** Begin **

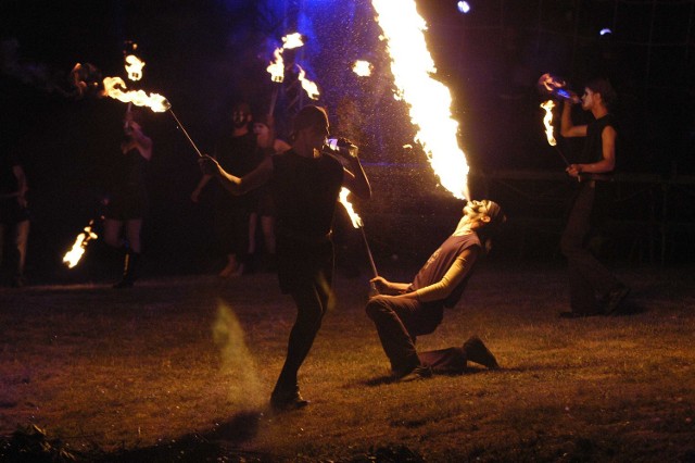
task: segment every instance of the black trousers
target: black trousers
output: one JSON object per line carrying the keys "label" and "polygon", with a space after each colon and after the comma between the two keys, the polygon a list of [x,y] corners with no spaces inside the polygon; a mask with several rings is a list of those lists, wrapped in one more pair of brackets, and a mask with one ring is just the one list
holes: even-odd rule
{"label": "black trousers", "polygon": [[[598,220],[596,211],[606,201],[602,189],[607,186],[596,180],[580,185],[560,240],[560,249],[567,258],[570,281],[570,305],[573,312],[592,314],[601,312],[596,297],[603,297],[620,281],[589,250],[586,238]],[[598,195],[597,195],[598,191]]]}

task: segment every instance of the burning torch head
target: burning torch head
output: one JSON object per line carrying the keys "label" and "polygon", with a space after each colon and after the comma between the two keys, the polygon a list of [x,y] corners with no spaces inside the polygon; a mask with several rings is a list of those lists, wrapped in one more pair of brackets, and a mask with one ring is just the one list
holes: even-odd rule
{"label": "burning torch head", "polygon": [[70,73],[76,98],[98,97],[101,91],[101,71],[90,63],[77,63]]}
{"label": "burning torch head", "polygon": [[544,97],[557,98],[560,100],[569,100],[579,102],[579,98],[574,92],[567,89],[567,83],[549,73],[543,74],[538,82],[539,92]]}

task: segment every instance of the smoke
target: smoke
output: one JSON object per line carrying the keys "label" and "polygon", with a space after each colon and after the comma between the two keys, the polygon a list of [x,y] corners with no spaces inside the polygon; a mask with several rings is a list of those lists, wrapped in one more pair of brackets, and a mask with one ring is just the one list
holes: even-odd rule
{"label": "smoke", "polygon": [[101,97],[101,72],[97,66],[77,63],[70,72],[60,72],[45,63],[24,60],[14,37],[0,42],[0,74],[46,93],[76,100]]}
{"label": "smoke", "polygon": [[244,341],[244,334],[233,311],[223,301],[217,303],[213,339],[219,348],[222,370],[229,383],[229,401],[244,408],[260,406],[265,396],[258,379],[257,365]]}

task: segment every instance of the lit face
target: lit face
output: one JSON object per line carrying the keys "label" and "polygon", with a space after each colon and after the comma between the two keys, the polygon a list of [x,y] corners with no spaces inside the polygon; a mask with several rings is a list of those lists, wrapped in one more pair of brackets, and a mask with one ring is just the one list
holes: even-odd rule
{"label": "lit face", "polygon": [[231,123],[235,127],[243,127],[249,122],[249,114],[243,110],[235,109],[231,113]]}
{"label": "lit face", "polygon": [[256,122],[253,124],[253,133],[256,134],[257,137],[265,138],[270,136],[270,128],[265,124]]}
{"label": "lit face", "polygon": [[464,207],[464,215],[470,218],[478,218],[481,215],[488,214],[488,208],[490,205],[490,201],[483,199],[482,201],[468,201]]}
{"label": "lit face", "polygon": [[596,98],[596,97],[594,97],[596,93],[594,93],[589,88],[584,88],[584,95],[582,95],[582,109],[583,110],[590,110],[594,105],[594,100]]}

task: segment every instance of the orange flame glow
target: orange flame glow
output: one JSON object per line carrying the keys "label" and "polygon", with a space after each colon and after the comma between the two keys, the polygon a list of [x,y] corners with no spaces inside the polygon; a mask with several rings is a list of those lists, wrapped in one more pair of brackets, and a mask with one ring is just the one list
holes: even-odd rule
{"label": "orange flame glow", "polygon": [[352,226],[355,227],[355,228],[359,228],[359,227],[363,226],[362,218],[355,212],[354,208],[352,207],[352,203],[350,201],[348,201],[348,195],[350,195],[350,190],[348,188],[343,187],[340,190],[340,197],[339,197],[338,200],[345,208],[345,211],[348,212],[348,215],[350,216],[350,221],[352,222]]}
{"label": "orange flame glow", "polygon": [[275,61],[271,61],[268,67],[265,70],[270,74],[270,80],[281,83],[285,80],[285,60],[282,59],[282,52],[285,50],[291,50],[304,45],[304,39],[300,33],[288,34],[282,37],[282,47],[278,47],[273,52]]}
{"label": "orange flame glow", "polygon": [[547,137],[548,145],[554,147],[557,145],[557,140],[555,140],[555,136],[553,135],[553,108],[555,108],[555,103],[553,100],[547,100],[541,103],[541,108],[545,110],[545,116],[543,117],[545,136]]}
{"label": "orange flame glow", "polygon": [[425,20],[415,0],[371,0],[391,55],[396,99],[408,105],[418,141],[440,182],[454,197],[468,197],[468,164],[458,147],[458,123],[452,118],[448,88],[432,78],[437,73],[427,50]]}
{"label": "orange flame glow", "polygon": [[144,67],[144,61],[141,61],[135,54],[126,57],[126,72],[130,80],[136,82],[142,78],[142,67]]}
{"label": "orange flame glow", "polygon": [[273,52],[275,61],[268,65],[265,70],[270,73],[270,80],[282,82],[285,80],[285,61],[282,60],[282,49],[276,48]]}
{"label": "orange flame glow", "polygon": [[85,232],[77,235],[73,248],[63,256],[63,263],[65,263],[68,268],[73,268],[79,263],[79,260],[85,253],[85,248],[87,248],[87,243],[98,238],[97,234],[91,230],[93,222],[94,221],[89,221],[89,225],[85,227]]}
{"label": "orange flame glow", "polygon": [[318,86],[306,78],[306,72],[304,72],[302,66],[298,64],[296,67],[300,70],[300,74],[296,78],[302,83],[302,88],[306,91],[308,98],[312,100],[318,100],[318,96],[320,95],[318,92]]}
{"label": "orange flame glow", "polygon": [[155,113],[163,113],[172,108],[167,99],[161,95],[148,95],[142,90],[127,90],[126,83],[121,77],[106,77],[103,83],[104,93],[124,103],[147,107]]}

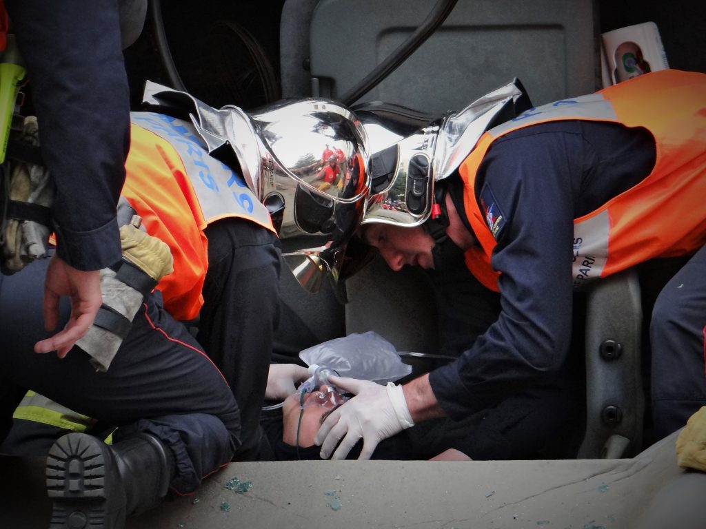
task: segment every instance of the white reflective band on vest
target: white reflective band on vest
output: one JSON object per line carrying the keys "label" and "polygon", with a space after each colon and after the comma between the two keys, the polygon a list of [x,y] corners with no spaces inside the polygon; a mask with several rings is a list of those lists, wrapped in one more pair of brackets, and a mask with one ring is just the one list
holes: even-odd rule
{"label": "white reflective band on vest", "polygon": [[615,121],[617,116],[613,105],[602,95],[590,94],[530,109],[517,117],[493,127],[489,132],[493,136],[498,136],[510,129],[538,121],[587,118]]}
{"label": "white reflective band on vest", "polygon": [[207,222],[237,216],[270,226],[270,214],[242,177],[208,154],[189,121],[152,112],[132,112],[131,121],[168,141],[179,153]]}
{"label": "white reflective band on vest", "polygon": [[604,210],[595,217],[574,224],[573,286],[600,278],[608,257],[610,219]]}

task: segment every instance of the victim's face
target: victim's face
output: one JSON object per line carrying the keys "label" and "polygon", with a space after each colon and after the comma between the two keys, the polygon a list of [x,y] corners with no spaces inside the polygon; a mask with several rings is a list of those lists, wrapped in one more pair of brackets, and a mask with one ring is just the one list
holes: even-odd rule
{"label": "victim's face", "polygon": [[[297,430],[299,430],[299,446],[307,448],[313,446],[313,438],[328,414],[343,402],[343,398],[330,388],[322,385],[321,389],[305,394],[303,403],[299,406],[300,394],[293,393],[285,400],[282,408],[283,430],[282,440],[292,446],[297,446]],[[303,408],[302,408],[303,406]],[[301,423],[299,425],[299,412]]]}
{"label": "victim's face", "polygon": [[374,223],[361,229],[364,242],[378,249],[385,262],[395,272],[405,264],[433,269],[431,248],[434,241],[421,226],[402,228]]}

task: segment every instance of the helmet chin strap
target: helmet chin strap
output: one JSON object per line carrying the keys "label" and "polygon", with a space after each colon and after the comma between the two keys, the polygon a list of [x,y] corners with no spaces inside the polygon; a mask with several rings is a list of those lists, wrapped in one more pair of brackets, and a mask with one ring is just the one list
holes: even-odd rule
{"label": "helmet chin strap", "polygon": [[446,209],[445,190],[443,186],[434,188],[434,200],[431,214],[422,227],[434,240],[431,257],[436,272],[455,269],[463,263],[463,250],[446,233],[448,227],[448,212]]}

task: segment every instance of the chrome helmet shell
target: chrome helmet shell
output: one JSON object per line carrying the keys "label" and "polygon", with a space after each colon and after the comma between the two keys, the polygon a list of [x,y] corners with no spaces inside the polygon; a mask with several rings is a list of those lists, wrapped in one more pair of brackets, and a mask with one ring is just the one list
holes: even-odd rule
{"label": "chrome helmet shell", "polygon": [[282,257],[302,286],[316,292],[327,276],[337,281],[371,184],[367,135],[349,109],[313,98],[248,112],[232,105],[216,109],[149,82],[143,102],[188,117],[210,154],[239,166],[287,241]]}

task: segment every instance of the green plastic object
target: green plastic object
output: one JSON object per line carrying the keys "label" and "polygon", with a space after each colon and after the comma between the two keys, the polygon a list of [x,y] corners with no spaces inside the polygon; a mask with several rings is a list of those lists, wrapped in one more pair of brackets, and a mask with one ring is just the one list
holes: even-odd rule
{"label": "green plastic object", "polygon": [[0,53],[0,164],[5,162],[10,126],[20,82],[25,78],[25,67],[17,50],[14,35],[7,35],[7,45]]}

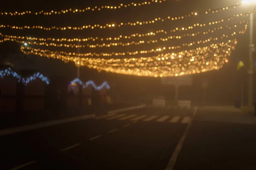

** End **

# [EXERCISE]
Rewrite the part of the material that opens with the line containing "task: segment every instance of the smoke" and closes with the line containing "target: smoke", swapping "smoke" for "steam" and leaving everything else unchanged. Give only those lines.

# [OUTPUT FOR THIS EXERCISE]
task: segment every instance of the steam
target: steam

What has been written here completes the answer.